§ **Task requirements**
Without including any picture, copy the entries that follow word for word.

§ **Material provided**
- Opening Delimiter -

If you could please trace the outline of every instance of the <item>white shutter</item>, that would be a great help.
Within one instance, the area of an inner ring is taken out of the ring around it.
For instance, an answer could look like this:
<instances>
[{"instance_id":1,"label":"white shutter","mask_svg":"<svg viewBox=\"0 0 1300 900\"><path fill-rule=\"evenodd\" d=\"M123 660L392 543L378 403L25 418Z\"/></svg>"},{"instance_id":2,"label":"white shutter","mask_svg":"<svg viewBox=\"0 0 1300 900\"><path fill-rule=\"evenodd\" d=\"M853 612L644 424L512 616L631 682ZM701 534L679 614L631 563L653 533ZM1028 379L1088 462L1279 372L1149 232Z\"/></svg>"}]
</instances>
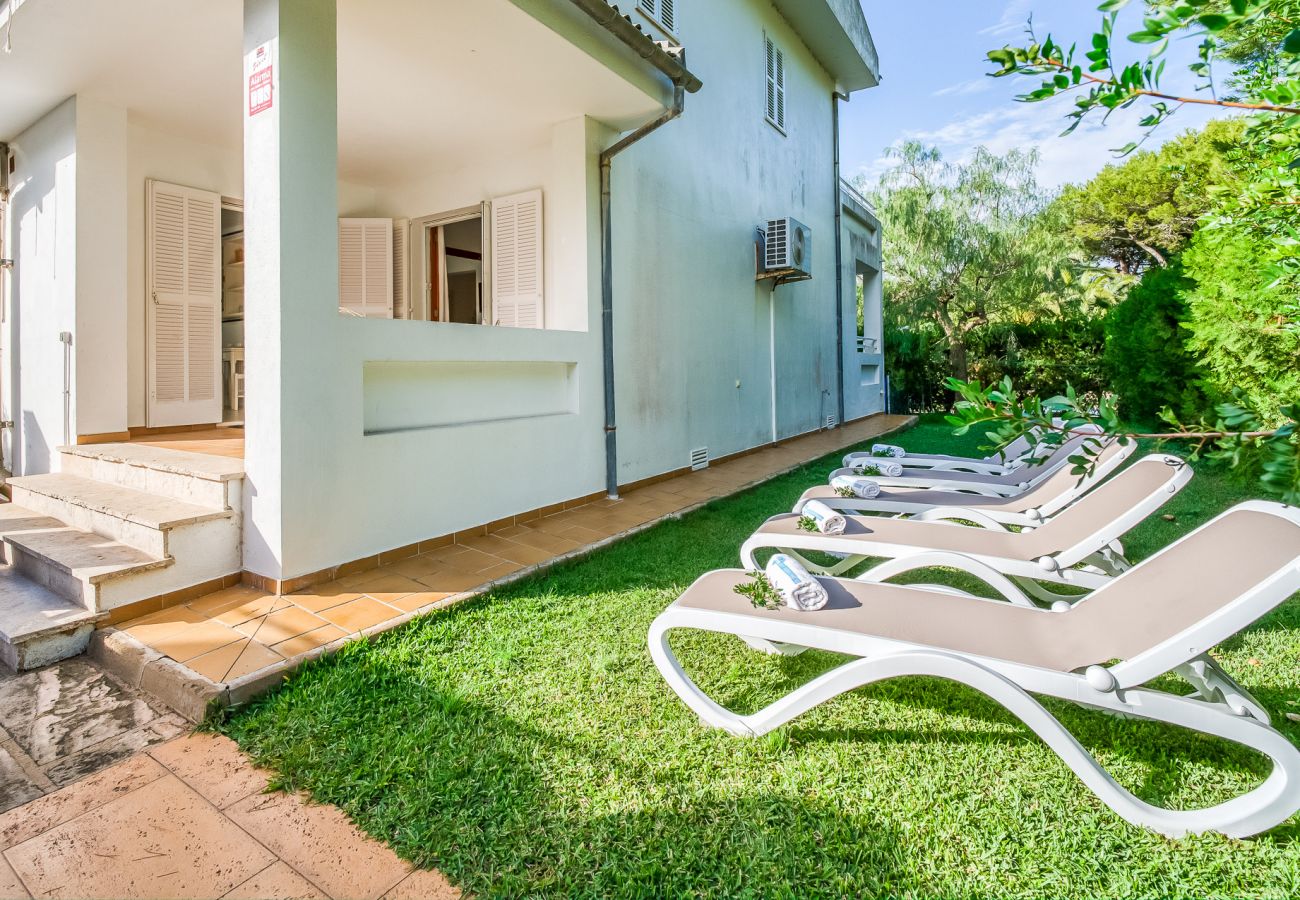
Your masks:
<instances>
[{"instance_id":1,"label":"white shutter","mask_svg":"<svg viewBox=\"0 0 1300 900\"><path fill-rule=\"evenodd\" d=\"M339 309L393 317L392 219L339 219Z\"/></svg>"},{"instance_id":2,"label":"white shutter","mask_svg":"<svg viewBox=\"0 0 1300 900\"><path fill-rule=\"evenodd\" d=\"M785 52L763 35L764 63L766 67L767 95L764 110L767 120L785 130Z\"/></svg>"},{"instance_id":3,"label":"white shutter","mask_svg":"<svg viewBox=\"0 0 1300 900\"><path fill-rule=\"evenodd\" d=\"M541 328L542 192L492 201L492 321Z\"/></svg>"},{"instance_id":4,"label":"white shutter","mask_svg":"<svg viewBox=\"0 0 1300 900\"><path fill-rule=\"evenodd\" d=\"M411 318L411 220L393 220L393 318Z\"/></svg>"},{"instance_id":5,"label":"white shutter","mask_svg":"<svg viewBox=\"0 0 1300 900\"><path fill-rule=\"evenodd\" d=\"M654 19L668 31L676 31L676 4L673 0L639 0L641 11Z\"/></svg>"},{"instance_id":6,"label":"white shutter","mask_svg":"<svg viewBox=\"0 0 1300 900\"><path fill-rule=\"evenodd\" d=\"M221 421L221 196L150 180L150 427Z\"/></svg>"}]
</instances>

- Closing Delimiter -

§ **Answer to the problem**
If you could please trace the outline of every instance of the <item>white shutter</item>, that would be a great help.
Within one instance, the area of an inner ring is taken out of the ring around it.
For instance, an answer could look like this:
<instances>
[{"instance_id":1,"label":"white shutter","mask_svg":"<svg viewBox=\"0 0 1300 900\"><path fill-rule=\"evenodd\" d=\"M123 660L392 543L378 403L25 418Z\"/></svg>"},{"instance_id":2,"label":"white shutter","mask_svg":"<svg viewBox=\"0 0 1300 900\"><path fill-rule=\"evenodd\" d=\"M853 612L644 424L512 616L631 682ZM701 534L679 614L631 563L653 533ZM1028 379L1088 462L1279 372L1149 232Z\"/></svg>"}]
</instances>
Your masks:
<instances>
[{"instance_id":1,"label":"white shutter","mask_svg":"<svg viewBox=\"0 0 1300 900\"><path fill-rule=\"evenodd\" d=\"M339 309L393 317L392 219L339 219Z\"/></svg>"},{"instance_id":2,"label":"white shutter","mask_svg":"<svg viewBox=\"0 0 1300 900\"><path fill-rule=\"evenodd\" d=\"M785 52L763 35L764 63L766 67L767 95L764 110L767 120L785 130Z\"/></svg>"},{"instance_id":3,"label":"white shutter","mask_svg":"<svg viewBox=\"0 0 1300 900\"><path fill-rule=\"evenodd\" d=\"M541 328L542 192L492 201L492 321Z\"/></svg>"},{"instance_id":4,"label":"white shutter","mask_svg":"<svg viewBox=\"0 0 1300 900\"><path fill-rule=\"evenodd\" d=\"M411 318L411 220L393 220L393 318Z\"/></svg>"},{"instance_id":5,"label":"white shutter","mask_svg":"<svg viewBox=\"0 0 1300 900\"><path fill-rule=\"evenodd\" d=\"M654 19L668 31L676 31L676 4L673 0L639 0L641 11Z\"/></svg>"},{"instance_id":6,"label":"white shutter","mask_svg":"<svg viewBox=\"0 0 1300 900\"><path fill-rule=\"evenodd\" d=\"M221 421L221 196L150 180L150 427Z\"/></svg>"}]
</instances>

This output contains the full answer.